Your instructions:
Edit the passage about the library stacks, starting with "Stacks! I had" and going on through "up to date.", so that "lift" stands in place of "elevator".

Text passage:
- Opening Delimiter -

I use the library an awful lot, mostly as a route to borrow resources from other libraries (often on medical themes but just as often on Jewish topics, which probably confuses somebody). Usually, the library brings books directly to my office, which for me is the equivalent of lying on a couch in my toga being fed peeled grapes. The delivery guy is as reliable as the mythical appointed couriers of the Post Office, making it to my office with snow-covered boots and a plastic bag full of library holdings.

Last week, I got an email that a book I had requested was already available, so I would not get it delivered. "See Notes," said the email, and then, on the line below: "See stacks."

Stacks! I had never ventured into the Welch Library stacks. In previous stages of my career and years of school, I had always spent time among the books when I least needed to. I found it a refuge. When everything is supposedly available at your fingertips, sometimes you need to be lured into a space where you find by serendipity, not by search. But here, I have not made the time, or, more likely, not allowed myself the luxury of wasted time.

A friendly staff person showed me the way: "Go down that hallway. Take the elevator." Then she flitted away as if she had divulged a secret to me and was worried she might be found out. The elevator was a rickety thing, a banged-up box set on a shaft: "Be kind to the next user and close the gate AND the door!" The inspection certificate, defying my expectations, was up to date.

- Closing Delimiter -

Entries provided:
- Opening Delimiter -

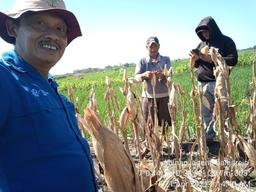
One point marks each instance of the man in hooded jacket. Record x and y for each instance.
(211, 36)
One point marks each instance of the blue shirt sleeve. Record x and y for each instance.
(4, 98)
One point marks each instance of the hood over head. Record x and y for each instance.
(208, 23)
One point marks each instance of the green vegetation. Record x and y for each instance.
(240, 80)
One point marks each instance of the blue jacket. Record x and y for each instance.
(41, 147)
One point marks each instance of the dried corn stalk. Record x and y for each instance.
(251, 132)
(112, 105)
(119, 170)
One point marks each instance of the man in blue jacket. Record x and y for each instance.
(41, 148)
(211, 36)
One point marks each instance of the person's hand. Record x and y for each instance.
(206, 57)
(158, 74)
(194, 55)
(147, 75)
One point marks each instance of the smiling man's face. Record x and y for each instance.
(41, 39)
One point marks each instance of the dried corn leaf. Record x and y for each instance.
(119, 170)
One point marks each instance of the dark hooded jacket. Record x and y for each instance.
(225, 44)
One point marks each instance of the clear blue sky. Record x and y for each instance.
(115, 31)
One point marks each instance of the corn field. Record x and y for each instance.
(135, 155)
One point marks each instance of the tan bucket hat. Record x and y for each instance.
(56, 7)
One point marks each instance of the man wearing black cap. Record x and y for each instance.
(211, 36)
(41, 147)
(154, 63)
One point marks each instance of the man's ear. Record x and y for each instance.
(11, 27)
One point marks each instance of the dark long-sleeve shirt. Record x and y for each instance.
(225, 44)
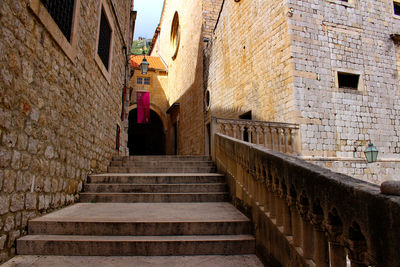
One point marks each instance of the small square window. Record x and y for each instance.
(62, 12)
(396, 8)
(348, 80)
(104, 44)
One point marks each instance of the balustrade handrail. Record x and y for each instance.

- Closing Delimiter -

Answer:
Stacks! I had never ventured into the Welch Library stacks. In previous stages of my career and years of school, I had always spent time among the books when I least needed to. I found it a refuge. When everything is supposedly available at your fingertips, sometimes you need to be lured into a space where you find by serendipity, not by search. But here, I have not made the time, or, more likely, not allowed myself the luxury of wasted time.

A friendly staff person showed me the way: "Go down that hallway. Take the lift." Then she flitted away as if she had divulged a secret to me and was worried she might be found out. The lift was a rickety thing, a banged-up box set on a shaft: "Be kind to the next user and close the gate AND the door!" The inspection certificate, defying my expectations, was up to date.